*Task statement*. Repeat precisely, and only, the lines between the line containing "If you could drop a marker on the child's" and the end of the listing below, both ends included.

★ ★ ★ ★

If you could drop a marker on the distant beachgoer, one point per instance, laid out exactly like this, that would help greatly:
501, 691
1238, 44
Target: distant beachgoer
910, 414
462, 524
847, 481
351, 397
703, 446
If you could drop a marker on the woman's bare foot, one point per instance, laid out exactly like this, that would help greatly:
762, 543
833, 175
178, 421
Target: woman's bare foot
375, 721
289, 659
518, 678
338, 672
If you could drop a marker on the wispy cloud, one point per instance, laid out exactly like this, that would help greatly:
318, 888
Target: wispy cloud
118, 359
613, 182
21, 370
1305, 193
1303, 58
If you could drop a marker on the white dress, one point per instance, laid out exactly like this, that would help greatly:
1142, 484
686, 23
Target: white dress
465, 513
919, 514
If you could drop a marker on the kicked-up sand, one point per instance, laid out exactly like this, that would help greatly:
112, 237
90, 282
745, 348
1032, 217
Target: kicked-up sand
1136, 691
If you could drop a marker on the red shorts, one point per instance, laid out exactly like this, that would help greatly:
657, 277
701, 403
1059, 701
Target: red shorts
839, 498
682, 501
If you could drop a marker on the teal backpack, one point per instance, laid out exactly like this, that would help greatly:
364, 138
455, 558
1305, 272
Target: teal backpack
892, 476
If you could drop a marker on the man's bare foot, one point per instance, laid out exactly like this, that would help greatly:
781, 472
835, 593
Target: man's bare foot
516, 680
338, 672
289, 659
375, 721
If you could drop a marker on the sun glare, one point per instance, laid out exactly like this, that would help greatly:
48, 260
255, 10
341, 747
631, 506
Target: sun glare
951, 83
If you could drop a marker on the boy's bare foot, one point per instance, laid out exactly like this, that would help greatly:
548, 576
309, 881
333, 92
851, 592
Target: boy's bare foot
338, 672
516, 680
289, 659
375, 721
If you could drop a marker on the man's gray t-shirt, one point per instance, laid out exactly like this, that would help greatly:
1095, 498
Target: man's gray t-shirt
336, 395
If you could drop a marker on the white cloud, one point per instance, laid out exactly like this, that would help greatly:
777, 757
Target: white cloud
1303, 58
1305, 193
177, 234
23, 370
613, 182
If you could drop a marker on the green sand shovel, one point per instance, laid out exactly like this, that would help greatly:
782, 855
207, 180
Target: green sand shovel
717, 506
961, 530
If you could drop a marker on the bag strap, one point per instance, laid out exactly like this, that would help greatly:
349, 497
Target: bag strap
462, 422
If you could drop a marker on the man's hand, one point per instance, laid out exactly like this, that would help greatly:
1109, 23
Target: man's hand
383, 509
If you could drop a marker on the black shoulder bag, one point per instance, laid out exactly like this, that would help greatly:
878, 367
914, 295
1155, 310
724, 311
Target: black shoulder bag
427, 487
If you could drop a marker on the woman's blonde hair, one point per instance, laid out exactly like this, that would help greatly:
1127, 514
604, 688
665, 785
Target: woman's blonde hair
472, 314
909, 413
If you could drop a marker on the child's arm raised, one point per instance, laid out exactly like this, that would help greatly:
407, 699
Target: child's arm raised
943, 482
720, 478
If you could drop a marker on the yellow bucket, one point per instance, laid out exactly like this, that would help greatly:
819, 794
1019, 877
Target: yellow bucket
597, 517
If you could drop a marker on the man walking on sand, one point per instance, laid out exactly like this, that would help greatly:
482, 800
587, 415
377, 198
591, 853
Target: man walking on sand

★ ★ ★ ★

*Answer in full*.
If you could drop a marker on the child's arm raised, one point per instance, laid out exactly like this, that would help greatly:
407, 699
Target: child's arm raised
943, 482
720, 478
If you could drop a marker on the yellow bucket, one point per instance, laid out exactly like this, that would help greatly:
819, 794
1019, 877
Target: yellow bucket
597, 517
If you could drop a marker on the man walking on sand, one point per instance, laid out exactly like this, that would help greatly:
482, 800
587, 415
377, 198
591, 853
Target: man walking on sand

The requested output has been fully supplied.